* **SUPPLIED PASSAGE**:
● ● ● ●

Is Your Building Ready for New York City's Climate Mobilization Act?

Posted on February 6, 2020

As Local Law 97 sets ambitious goals for carbon reduction, building owners ask: What can we do to comply?

Climate change is ushering in a new era for building owners in New York City, where over 50,000 buildings must meet ambitious targets for carbon emission reductions outlined in Local Law 97 (LL97) — part of a package of bills contained in the city’s groundbreaking Climate Mobilization Act.

Local Law 97 requires carbon emissions reductions for covered buildings over 25,000 square feet and takes effect in 2024, with penalties for non-compliance starting in 2025. A building’s annual emissions are determined by the amount of energy it consumes and are reported as "equivalent tons of CO2" emitted. The law sets a specific emissions limit per square foot for each building classification group.

An early analysis indicates many NYC buildings currently comply with the 2024 limits, and only the highest energy users would face financial penalties in 2025. Beginning in 2029, however, the emissions limits will be lowered, and at that point the majority of NYC properties will exceed their cap unless mitigation efforts are in place.




How will LL97 be enforced?

The NYC Department of Buildings (DOB) Office of Building Energy and Efficiency Performance is leading the rulemaking process and has authority over enforcement of LL97. While the DOB has yet to issue specific rules, early indications are that non-compliance issues will be treated as a building code violation.

Building owners will be required to submit annual emissions reports to the DOB beginning May 1, 2025.  The reports must calculate total emissions for the previous calendar year and indicate the amount above or below the limit. Expert help will be needed for this step as the reports must be certified by a registered design professional. Fines for exceeding the emissions cap will be assessed by the DOB at $268 for every ton of CO2 over the limit.

Some perspective on the fines: an office building with typical occupancy and energy consumption will not likely be impacted by LL97 penalties in 2025. A building with high density usage and longer operating hours could see annual fines in the hundreds of thousands of dollars, while a very energy intensive building, like a large data center, could be exposed to seven-figure fines under the current rules.

Avoiding the penalties — help is available

While many owners may view LL97 as stringent in nature, more and more are recognizing the opportunity the law presents to reduce operating costs. Experts in energy management are available to conduct an in-depth review of building systems, define where and when energy is being consumed and identify areas where energy is being wasted. Upgrading to high efficient building equipment can reduce or eliminate LL97 penalties while improving net operating income and overall property valuation.

What if my tenants use most of the energy?

An ongoing challenge for NYC real estate owners is most of the energy used in buildings is controlled by the tenants. To help landlords with this issue, state-funded programs exist that subsidize the cost for tenant energy surveys and for submetering their spaces. Numerous case studies have shown that providing accurate, detailed and easily accessible (web-based) energy reporting to tenants can reduce overall energy consumption. Ultimately, the costs for penalties will be shared by landlords and tenants alike.  By using these incentive programs, building owners can open the door to collaborating with tenants on whole building energy-efficiency initiatives and significantly improve the likelihood of meeting carbon emissions targets.

● ● ● ●

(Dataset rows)

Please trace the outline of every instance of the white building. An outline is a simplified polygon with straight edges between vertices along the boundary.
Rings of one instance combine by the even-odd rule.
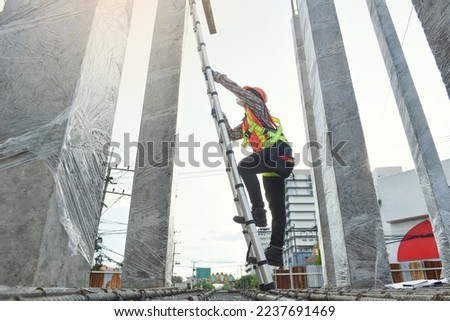
[[[286,179],[285,267],[304,265],[317,239],[316,203],[311,171],[296,169]]]
[[[450,160],[442,162],[450,181]],[[401,167],[373,171],[391,263],[439,259],[428,210],[415,170]]]

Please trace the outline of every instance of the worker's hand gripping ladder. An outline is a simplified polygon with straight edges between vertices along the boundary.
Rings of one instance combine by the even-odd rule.
[[[209,1],[203,0],[206,4]],[[239,215],[245,218],[246,224],[243,225],[243,233],[245,240],[249,247],[249,257],[256,259],[255,271],[258,277],[261,290],[271,290],[275,288],[273,282],[272,273],[270,271],[269,264],[266,260],[264,250],[262,249],[261,242],[258,237],[258,232],[256,230],[256,225],[253,220],[250,205],[245,193],[244,185],[242,184],[239,172],[237,169],[236,159],[234,157],[233,146],[231,144],[228,132],[224,123],[223,113],[220,108],[219,97],[216,91],[213,71],[209,65],[208,56],[206,53],[206,45],[203,40],[201,24],[197,12],[197,3],[195,0],[189,0],[191,16],[194,24],[194,32],[197,38],[198,51],[200,54],[200,60],[202,63],[202,70],[205,75],[205,82],[208,89],[208,97],[211,103],[211,111],[214,118],[214,123],[216,125],[217,134],[219,136],[220,145],[222,147],[222,152],[226,164],[226,170],[228,178],[230,181],[231,189],[234,195],[234,201],[238,210]],[[211,31],[210,26],[210,31]]]

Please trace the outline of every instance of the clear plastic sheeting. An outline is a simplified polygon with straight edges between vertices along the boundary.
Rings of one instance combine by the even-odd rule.
[[[68,255],[92,262],[132,4],[16,0],[0,12],[0,177],[12,182],[0,249],[17,266],[14,247],[38,242],[26,253],[36,274],[47,255],[60,270]]]
[[[413,0],[450,98],[450,2]]]
[[[327,285],[382,287],[392,278],[334,2],[297,1],[296,7],[295,32],[301,34],[304,48],[304,58],[297,53],[298,59],[304,59],[299,63],[300,78],[307,77],[303,93],[311,95],[312,104],[312,113],[306,111],[308,128],[326,147],[320,150],[323,163],[319,175],[314,170],[314,181],[320,184],[318,201],[324,203],[319,208],[326,208],[326,216],[320,216],[320,230]],[[302,44],[297,45],[301,50]],[[330,150],[342,142],[345,164],[330,157]]]
[[[384,0],[366,0],[413,156],[433,234],[450,276],[450,191],[422,103]]]

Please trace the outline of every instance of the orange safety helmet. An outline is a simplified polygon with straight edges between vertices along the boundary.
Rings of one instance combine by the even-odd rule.
[[[261,99],[264,101],[264,103],[267,103],[267,94],[261,88],[259,88],[259,87],[251,87],[251,86],[244,86],[243,89],[247,90],[247,91],[256,91],[258,93],[258,95],[261,97]]]

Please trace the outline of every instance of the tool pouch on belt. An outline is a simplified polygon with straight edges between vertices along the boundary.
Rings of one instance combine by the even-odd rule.
[[[271,148],[271,159],[275,161],[274,172],[283,178],[289,177],[295,166],[291,147],[285,142],[278,142],[275,148]]]

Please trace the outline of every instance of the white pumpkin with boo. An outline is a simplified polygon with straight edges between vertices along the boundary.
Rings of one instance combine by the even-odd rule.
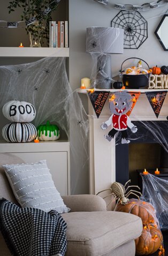
[[[16,122],[28,122],[36,115],[34,106],[28,102],[11,100],[6,103],[2,108],[4,116],[10,121]]]

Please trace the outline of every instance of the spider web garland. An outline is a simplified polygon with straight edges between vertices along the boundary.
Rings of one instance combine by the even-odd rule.
[[[120,11],[111,27],[124,30],[124,48],[138,49],[148,38],[148,23],[140,12]]]

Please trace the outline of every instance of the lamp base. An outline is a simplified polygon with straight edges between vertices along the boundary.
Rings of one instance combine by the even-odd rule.
[[[111,57],[102,55],[97,57],[97,75],[95,83],[96,89],[112,89]]]

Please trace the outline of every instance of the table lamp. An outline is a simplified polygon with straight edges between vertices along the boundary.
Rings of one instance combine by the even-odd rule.
[[[94,86],[112,88],[111,54],[124,51],[124,30],[114,27],[91,27],[86,29],[86,52],[97,55]]]

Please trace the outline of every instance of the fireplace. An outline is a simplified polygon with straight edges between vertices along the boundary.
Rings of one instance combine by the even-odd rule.
[[[114,91],[115,90],[111,90],[111,91]],[[110,116],[108,104],[109,100],[107,100],[99,118],[97,119],[90,99],[88,97],[90,159],[89,184],[90,194],[95,194],[102,190],[110,188],[111,184],[115,181],[124,183],[125,181],[129,179],[128,172],[129,169],[129,147],[136,147],[135,143],[138,143],[138,145],[140,145],[139,143],[147,145],[148,143],[150,143],[154,145],[155,144],[158,143],[158,142],[154,137],[151,138],[149,141],[148,141],[149,137],[150,137],[149,135],[150,133],[145,127],[139,125],[139,123],[142,123],[141,121],[143,122],[143,123],[145,123],[145,122],[154,121],[154,125],[155,126],[158,126],[158,128],[159,127],[162,128],[163,124],[165,126],[165,133],[167,133],[168,122],[166,119],[168,114],[167,95],[165,99],[160,114],[157,118],[145,93],[144,93],[144,92],[147,91],[151,92],[152,90],[132,90],[132,91],[133,91],[136,92],[140,91],[141,94],[130,115],[130,118],[133,122],[135,122],[136,123],[136,122],[138,122],[137,127],[139,130],[136,134],[131,135],[131,141],[129,145],[129,144],[116,145],[116,141],[115,139],[112,140],[109,142],[104,138],[105,131],[101,129],[101,125],[103,122],[106,121]],[[83,91],[82,92],[86,93],[86,92]],[[110,94],[109,95],[110,97]],[[107,130],[106,133],[110,129]],[[159,134],[159,129],[157,130],[158,136],[159,140],[161,140],[162,134]],[[134,136],[137,136],[140,133],[143,134],[143,136],[140,137],[141,141],[138,140],[134,140],[135,137]],[[162,142],[163,142],[162,141]],[[167,141],[166,143],[167,145]],[[158,143],[158,147],[159,146],[159,143]],[[148,147],[150,148],[150,145]],[[156,149],[156,150],[157,151],[157,149]],[[127,157],[122,157],[125,155],[127,156]],[[120,163],[119,166],[117,164],[118,162]],[[154,167],[156,167],[157,166]],[[138,167],[136,169],[141,168]],[[136,169],[135,169],[135,172],[136,172]]]
[[[116,146],[116,181],[123,184],[131,179],[131,185],[140,184],[142,188],[140,173],[142,172],[144,168],[154,173],[157,167],[161,173],[168,174],[168,153],[166,150],[168,122],[134,122],[134,124],[138,128],[138,133],[134,136],[131,143]],[[148,130],[147,127],[154,127],[155,130],[162,131],[161,136],[156,137],[154,134],[155,133]],[[159,143],[157,143],[158,140],[160,140]],[[138,170],[139,171],[136,171]]]

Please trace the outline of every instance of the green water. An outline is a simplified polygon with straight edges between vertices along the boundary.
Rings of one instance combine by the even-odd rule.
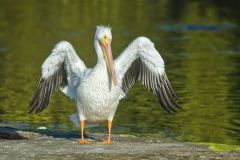
[[[239,6],[237,0],[0,0],[0,122],[77,130],[67,117],[75,103],[60,91],[38,115],[27,106],[54,44],[71,42],[92,67],[95,26],[109,24],[114,57],[137,36],[155,43],[184,101],[183,111],[169,115],[138,83],[119,105],[114,133],[240,144]]]

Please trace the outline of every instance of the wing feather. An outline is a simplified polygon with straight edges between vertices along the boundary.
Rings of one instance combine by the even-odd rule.
[[[139,80],[157,97],[164,110],[172,113],[180,109],[178,97],[165,73],[164,61],[149,39],[134,40],[114,63],[125,93]]]
[[[75,98],[76,86],[85,70],[85,64],[72,45],[66,41],[58,43],[42,65],[42,75],[29,104],[29,113],[43,111],[53,92],[59,88],[70,98]]]

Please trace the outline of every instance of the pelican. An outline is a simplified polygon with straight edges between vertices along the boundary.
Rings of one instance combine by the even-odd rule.
[[[167,112],[180,108],[165,72],[164,61],[153,42],[146,37],[138,37],[115,60],[111,42],[111,28],[97,26],[94,47],[98,61],[93,68],[85,66],[69,42],[56,44],[42,64],[29,113],[43,111],[53,92],[60,89],[76,101],[80,143],[90,143],[83,135],[85,121],[107,121],[108,138],[104,143],[110,144],[112,120],[119,101],[137,80],[157,97]]]

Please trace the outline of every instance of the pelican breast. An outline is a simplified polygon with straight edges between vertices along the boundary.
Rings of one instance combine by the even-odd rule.
[[[97,64],[77,88],[78,106],[86,120],[107,120],[115,112],[121,89],[112,83],[104,63]]]

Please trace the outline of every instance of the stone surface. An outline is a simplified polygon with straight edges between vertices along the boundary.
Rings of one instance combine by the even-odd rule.
[[[39,133],[40,132],[40,133]],[[91,134],[93,144],[82,145],[78,133],[20,131],[0,127],[0,160],[21,159],[161,159],[161,160],[239,160],[240,152],[216,152],[206,145],[112,135],[111,145],[100,144],[102,134]]]

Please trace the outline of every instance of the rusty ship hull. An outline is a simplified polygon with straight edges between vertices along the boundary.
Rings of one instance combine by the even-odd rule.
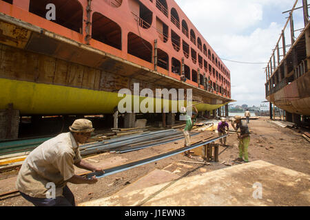
[[[306,116],[304,119],[310,116],[310,23],[307,2],[295,1],[265,71],[266,99],[285,110],[287,120],[298,124],[301,116]],[[298,8],[303,9],[304,25],[296,36],[293,15],[300,3],[303,6]],[[288,27],[290,38],[285,34]],[[288,45],[288,41],[291,44]]]
[[[192,89],[203,101],[199,111],[231,102],[228,68],[174,1],[161,2],[0,1],[0,109],[12,103],[21,115],[112,113],[122,98],[118,91],[133,91],[134,83],[154,94]],[[62,20],[44,17],[48,3]],[[170,37],[163,34],[165,23]],[[180,50],[182,41],[192,53]]]

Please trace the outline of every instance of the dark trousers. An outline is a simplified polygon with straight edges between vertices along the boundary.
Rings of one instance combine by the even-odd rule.
[[[67,186],[63,188],[63,197],[57,197],[55,199],[35,198],[21,192],[19,192],[23,197],[35,206],[75,206],[74,196]]]

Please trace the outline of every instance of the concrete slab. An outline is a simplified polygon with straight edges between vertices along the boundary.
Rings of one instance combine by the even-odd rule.
[[[93,161],[90,161],[87,160],[90,158],[93,160]],[[103,168],[103,170],[107,168],[121,165],[128,160],[128,159],[127,159],[127,158],[123,158],[123,157],[119,157],[119,156],[113,157],[108,158],[108,159],[100,159],[100,158],[97,159],[97,158],[99,158],[99,157],[92,157],[83,158],[83,160],[85,160],[87,163],[89,163],[92,165],[94,165],[96,167]],[[95,161],[95,160],[98,160],[98,161],[99,161],[99,162],[98,162],[98,163],[94,162],[94,161]],[[81,175],[82,173],[85,173],[85,172],[89,172],[89,171],[87,170],[81,169],[80,168],[77,168],[76,166],[74,166],[75,174]]]
[[[256,161],[79,206],[309,206],[309,181],[308,175]],[[262,199],[254,199],[259,184]]]
[[[100,158],[101,155],[99,155],[94,157],[90,157],[83,158],[83,160],[85,160],[87,163],[91,164],[96,167],[99,167],[103,168],[103,170],[107,168],[110,168],[112,166],[118,166],[126,162],[128,159],[123,158],[120,156],[113,157],[108,159],[102,159]],[[94,160],[99,161],[98,163],[94,162],[92,161],[87,160],[87,159],[92,158]],[[22,162],[21,162],[22,163]],[[76,175],[81,175],[85,173],[86,172],[89,172],[87,170],[79,168],[76,166],[74,166],[74,173]],[[15,183],[17,179],[17,176],[0,180],[0,194],[5,193],[13,190],[16,190],[15,188]]]
[[[179,175],[156,169],[135,182],[117,192],[118,195],[127,194],[141,188],[153,186],[180,178]]]

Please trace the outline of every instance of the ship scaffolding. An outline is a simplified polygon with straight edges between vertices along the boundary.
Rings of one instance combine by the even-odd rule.
[[[0,54],[6,121],[113,114],[135,83],[192,89],[207,115],[233,101],[230,71],[174,1],[0,0]]]
[[[298,3],[302,7],[297,7]],[[310,23],[307,0],[295,1],[288,19],[265,69],[266,98],[272,104],[285,110],[285,120],[300,125],[310,116]],[[294,28],[293,14],[303,12],[304,28]],[[299,32],[300,34],[296,36]],[[290,36],[287,39],[286,34]],[[291,44],[287,45],[287,41]]]

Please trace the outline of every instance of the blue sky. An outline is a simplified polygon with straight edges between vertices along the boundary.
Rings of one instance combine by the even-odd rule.
[[[175,1],[221,58],[250,63],[269,60],[289,15],[282,12],[291,10],[295,3],[295,0]],[[297,7],[302,2],[299,0]],[[296,30],[303,28],[302,14],[302,10],[298,10],[294,15]],[[232,104],[259,106],[266,100],[263,69],[267,64],[223,61],[231,71],[231,98],[237,100]]]

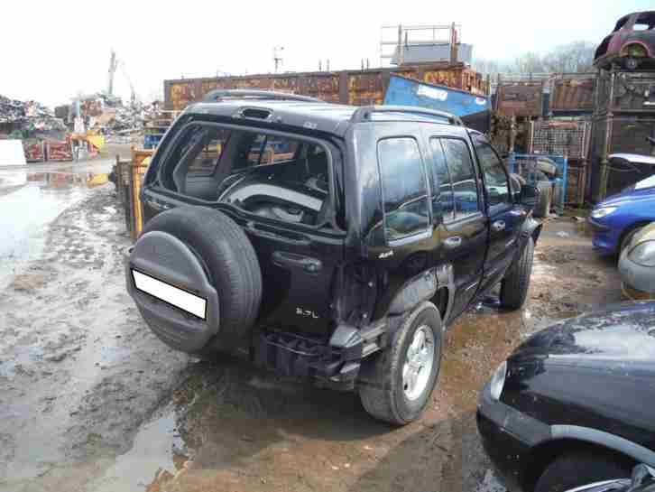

● ● ● ●

* **TASK LIST**:
1. Answer these questions using the Local Law 97 article, one line each:
(a) Local Law 97 covers buildings over what size?
(b) Starting on what date must building owners submit annual emissions reports to the DOB?
(c) What fine does the DOB assess for every ton of CO2 over the limit?
2. Reproduce the stretch of the Local Law 97 article from "An early analysis" through "building code violation.".
3. Take the Local Law 97 article further, continuing it from where it stops.

* **TASK-BY-TASK ANSWERS**:
1.
(a) Over 25,000 square feet
(b) May 1, 2025
(c) $268

2.
An early analysis indicates many NYC buildings currently comply with the 2024 limits, and only the highest energy users would face financial penalties in 2025. Beginning in 2029, however, the emissions limits will be lowered, and at that point the majority of NYC properties will exceed their cap unless mitigation efforts are in place.




How will LL97 be enforced?

The NYC Department of Buildings (DOB) Office of Building Energy and Efficiency Performance is leading the rulemaking process and has authority over enforcement of LL97. While the DOB has yet to issue specific rules, early indications are that non-compliance issues will be treated as a building code violation.

3.
Additional paths to compliance

If efficiency projects are not enough, LL97 allows for other means to meet CO2 targets.  Building owners can offset their calculated emissions by purchasing carbon offsets, which fund renewable or sequestration projects like wind farms, tree planting programs, etc. The law caps these offsets at 10% of annual emissions.

Fuel switching is another path to compliance. Converting from oil-fired boilers to natural gas will save operating cost and lower carbon emissions drastically. If converting to gas, consider a combined heat & power system (CHP), which produces electricity and heat simultaneously.  CHP systems reduce overall emissions and because they can run during a power outage, improve resilience.




Another option is purchasing renewable power directly for the building. Direct renewable power purchases can offset up to 100% of the building’s emissions penalty; however, the law stipulates the power must be generated in or physically delivered to NYC. Meeting this requirement is difficult at present because there are not enough local sources of renewable energy to meet demand.

Finally, LL97 provides for the creation of a future carbon trading market. If implemented this would allow buildings that are below their emissions cap to sell or trade credits to other properties that operate above the cap. Presumably the cost for these future credits would be below the $268/metric ton penalty.

Where to begin?

Gaining an understanding of your energy usage and potential exposure to penalties is a great first start. This requires gathering historic energy bill data and estimating annual CO2 emissions. If warranted, a building energy audit would be an appropriate next step. A trained auditing professional will review drawings and utility bills and conduct an inspection of building systems to identify areas where energy efficiency can be improved. The audit should include a cost benefit analysis of various energy upgrades and an assessment of renewable energy procurement options. The objective of the energy audit is to give building owners a roadmap to achieving energy cost savings and ultimately comply with Local Law 97.

LL97 enforcement may seem a long way off, but if your building is above the 2024 limit, now is the time to engage a professional and begin planning. If a major upgrade project is justified it will take time to evaluate, design, secure approvals and financing, and finally implement.